▶ Исходный текст:
══════════════════════════════

Людмила Петрушевская: Не пишу о тех, кого мне не жалко

На книгах Людмилы Петрушевской и спектаклях по ее пьесам уже выросло не одно поколение читателей и зрителей. А Петрушевскую как певицу широкая публика узнала сравнительно недавно, но уже успела ее полюбить.

Вот и 31 мая в киноклубе «Эльдар» пройдет концерт Людмилы Петрушевской «Кабаре Одного Автора, или 37 мая». В программе: собственноручные мультики, шляпки и украшения, собственные песенки под оркестр «Керосин», «стихи-хи» и небольшие отрывки из случайно сохранившихся на видео легендарных спектаклей.

Людмила Стефановна обычно не дает интервью, но накануне концерта согласилась ответить на вопросы «Вечерней Москвы».

Счастье – это запах керосина

– Людмила Стефановна, многие герои ваших произведений – люди с трагической судьбой, над вашими книгами иногда и слезу прольешь. А вам самой что помогает в трудные периоды жизни?

– Ничего. Но потом, много времени спустя, понимаешь, что именно потери остаются с тобой. Как в жизни народа – вой на, голод или ГУЛАГ. Жертвы священны.

– Вы ведь и сами пережили и войну, и голод – в эвакуации в Куйбышеве…

– Сейчас-то все оттуда кажется смешным и освещенным солнцем. Летом было прекрасно! А зимой я не выходила из дому, босая не побежишь...

Мы были нищие, члены семьи врагов народа. Счастье начиналось, когда мама из Москвы присылала деньги и моей тете Ваве удавалось купить керосин. На полочку над диваном ставили сияющую керосиновую лампу (свет у нас отрубили раз и навсегда за неуплату).

Бабушка пекла на керосинке картофельную шелуху – тогда картошку не чистили, а отскребали, и в мусорное ведро соседи выкидывали эту чешую. Когда квартира затихала, меня посылали за этим ведром – полным сокровищ. 

Селедочный хребет с почти целой головой, иногда горелые хлебные корки, а то яблочный огрызок… Бабушка варила похлебку. Запах керосина до сих пор прекрасен.

Зимой я лежала при бабе Вале в кровати – она почти не ходила от голодной водянки – и бабушка мне рассказывала наизусть Гоголя. Морозными ночами мы с Вавой стояли в очереди за буханкой хлеба, мне доставался довесок, это было счастье. От запаха и вкуса черняшки до сих пор ломит скулы…

– Летом, наверное, жилось полегче?

– Когда зима кончалась, на берегу Волги таяли гигантские, как дома, кубы льда после взрывов, и я бегала босая с апреля по октябрь. Это тоже было счастье. Мы, дети, с голодухи ели какие-то дикорастущие зеленые «калачики», кислицу, я даже жевала стручки акации. Побиралась, конечно, просила в магазине копеечку, скреблась в чужие спины. Пела по дворам, рассказывала «Портрет» Гоголя – иногда мне выносили кусочек хлеба. Счастье!

– Выходит, вкуса сладостей в детстве вы не знали?

══════════════════════════════

▶ Фрагмент данных:
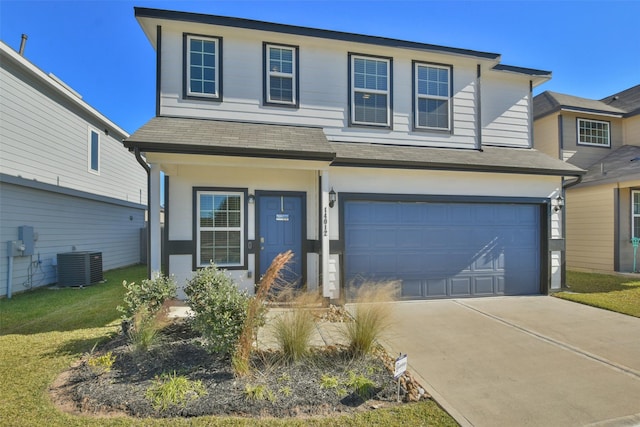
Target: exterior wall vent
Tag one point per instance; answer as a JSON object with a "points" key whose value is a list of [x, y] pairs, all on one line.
{"points": [[79, 268]]}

══════════════════════════════

▶ Задания:
1 – Повторите фрагмент интервью, начиная со слов "Людмила Стефановна обычно" и заканчивая словами "ГУЛАГ. Жертвы священны.", переименовав "Людмила Стефановна" в "Людмила Петрушевская".
2 – Пожалуйста, перечислите все, что по интервью входит в программу концерта «Кабаре Одного Автора, или 37 мая».
Список для работы не понадобится.

▶ Ожидаемые ответы:
1 –
Людмила Петрушевская обычно не дает интервью, но накануне концерта согласилась ответить на вопросы «Вечерней Москвы».

Счастье – это запах керосина

– Людмила Петрушевская, многие герои ваших произведений – люди с трагической судьбой, над вашими книгами иногда и слезу прольешь. А вам самой что помогает в трудные периоды жизни?

– Ничего. Но потом, много времени спустя, понимаешь, что именно потери остаются с тобой. Как в жизни народа – вой на, голод или ГУЛАГ. Жертвы священны.

2 –
- собственноручные мультики
- шляпки и украшения
- собственные песенки под оркестр «Керосин»
- «стихи-хи»
- небольшие отрывки из случайно сохранившихся на видео легендарных спектаклей